(MATERIAL PROVIDED)
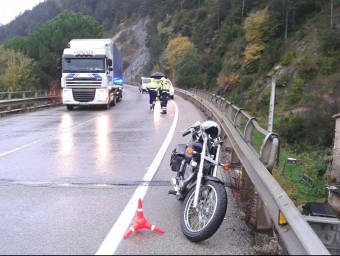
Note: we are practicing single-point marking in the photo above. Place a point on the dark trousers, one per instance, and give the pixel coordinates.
(164, 99)
(152, 95)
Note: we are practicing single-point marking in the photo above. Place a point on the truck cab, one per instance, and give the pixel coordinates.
(90, 74)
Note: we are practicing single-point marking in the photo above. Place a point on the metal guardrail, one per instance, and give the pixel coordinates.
(21, 101)
(243, 132)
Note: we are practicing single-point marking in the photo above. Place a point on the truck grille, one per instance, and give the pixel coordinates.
(83, 82)
(84, 95)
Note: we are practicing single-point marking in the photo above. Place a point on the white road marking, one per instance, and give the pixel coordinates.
(112, 240)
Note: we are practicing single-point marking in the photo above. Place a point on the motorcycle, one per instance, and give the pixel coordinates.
(196, 164)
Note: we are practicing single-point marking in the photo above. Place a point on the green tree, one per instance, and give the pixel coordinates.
(189, 70)
(47, 42)
(258, 28)
(174, 52)
(17, 72)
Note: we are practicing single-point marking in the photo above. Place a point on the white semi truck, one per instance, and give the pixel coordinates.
(91, 73)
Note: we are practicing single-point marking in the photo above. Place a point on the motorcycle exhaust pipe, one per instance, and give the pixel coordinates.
(188, 180)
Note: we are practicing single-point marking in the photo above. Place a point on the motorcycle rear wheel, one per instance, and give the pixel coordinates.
(200, 223)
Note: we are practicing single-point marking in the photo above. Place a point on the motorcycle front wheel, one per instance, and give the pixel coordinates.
(200, 223)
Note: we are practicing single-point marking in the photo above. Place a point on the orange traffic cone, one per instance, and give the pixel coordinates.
(141, 222)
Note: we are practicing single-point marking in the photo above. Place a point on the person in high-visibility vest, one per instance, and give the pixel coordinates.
(152, 88)
(164, 92)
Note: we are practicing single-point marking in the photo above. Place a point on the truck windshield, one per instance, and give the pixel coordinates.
(83, 65)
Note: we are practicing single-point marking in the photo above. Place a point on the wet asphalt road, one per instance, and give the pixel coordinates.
(66, 177)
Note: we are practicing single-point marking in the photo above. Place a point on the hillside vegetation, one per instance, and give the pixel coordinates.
(234, 48)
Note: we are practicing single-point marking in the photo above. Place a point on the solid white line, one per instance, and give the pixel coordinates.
(19, 148)
(112, 240)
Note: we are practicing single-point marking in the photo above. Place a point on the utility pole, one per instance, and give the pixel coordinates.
(272, 99)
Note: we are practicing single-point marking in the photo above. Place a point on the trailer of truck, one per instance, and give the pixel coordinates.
(91, 73)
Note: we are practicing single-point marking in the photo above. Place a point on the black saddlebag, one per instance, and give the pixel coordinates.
(177, 156)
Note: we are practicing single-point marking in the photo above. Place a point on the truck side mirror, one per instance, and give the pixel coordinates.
(59, 63)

(WHAT IS BEING ASKED) Restate the whole of the material word for word without the pictures.

(SOLUTION TO THIS EXERCISE)
Note: we are practicing single-point marking in the photo above. Place a point on the dark trousers, one per instance, and give the pixel coordinates.
(164, 99)
(152, 95)
Note: we are practicing single-point marking in the photo above. Place a point on the truck cab, one per instance, and give the pixel coordinates.
(90, 74)
Note: we are practicing single-point marking in the photo above. Place a point on the metal guardrail, one per instance, and give the pixel coordinates.
(21, 101)
(243, 132)
Note: we are practicing single-point marking in the photo above. Place a point on the truck grille, one per instance, and give the pixel coordinates.
(83, 82)
(84, 95)
Note: we are practicing single-point marking in the photo above. Place a point on the white road marking, one per instance, and give the pixel coordinates.
(112, 240)
Note: we are practicing single-point marking in the photo above. Place a point on the motorcycle, one per instance, and give the pixel coordinates.
(196, 164)
Note: we are practicing single-point marking in the photo above. Place a point on the green tree, one per instance, and give the pixel coordinates.
(189, 70)
(47, 42)
(258, 28)
(174, 52)
(17, 72)
Note: we are practicing single-point marking in the photo above. Place a point on the white semi truck, one per instance, and give the pixel coordinates.
(91, 73)
Note: we are practicing single-point marking in the photo above. Place a point on the motorcycle exhaust pipe, one per instance, and give the pixel coordinates.
(188, 180)
Note: we are practicing single-point marking in the photo above. Place a point on the motorcycle rear wheel, one per instance, and give the pixel coordinates.
(200, 223)
Note: we are practicing single-point marking in the photo above. Place a point on the motorcycle front wheel, one per instance, and give the pixel coordinates.
(200, 223)
Note: we are practicing single-point marking in the photo above. Place a point on the orange traffic cone, one per instance, and give the pixel coordinates.
(141, 222)
Note: we are practicing single-point marking in the photo above. Place a point on the person in high-visibility vest, one per instance, and give the pixel coordinates.
(152, 88)
(164, 92)
Note: we are practicing single-point marking in the photo above. Place a point on the truck windshield, one per instance, and give the pixel coordinates.
(83, 65)
Note: we are practicing single-point marking in the photo above. Place a point on the wet asphalt road, one per instance, and give the pixel coordinates.
(66, 177)
Note: we are practicing single-point marking in the photo above. Place a point on the hillside vegetation, one per instance, and give the pixel coordinates.
(234, 48)
Note: we are practicing single-point marking in the photo above. Place a point on the solid white line, one per instance, and give the pixel coordinates.
(19, 148)
(112, 240)
Note: we are practicing single-point marking in the photo above. Place a point on the utility pole, one per instance, and give the pixel coordinates.
(272, 99)
Note: we are practicing single-point marking in the photo above. Place a point on the trailer of truck, one per instance, and give the pixel coordinates.
(91, 73)
Note: we are practicing single-point marking in the photo above. Place a point on the black saddlebag, one per instance, and give the pixel coordinates.
(177, 156)
Note: we are practicing single-point marking in the photo above. Place a point on the truck side mirror, one per instance, and give the pixel coordinates.
(59, 63)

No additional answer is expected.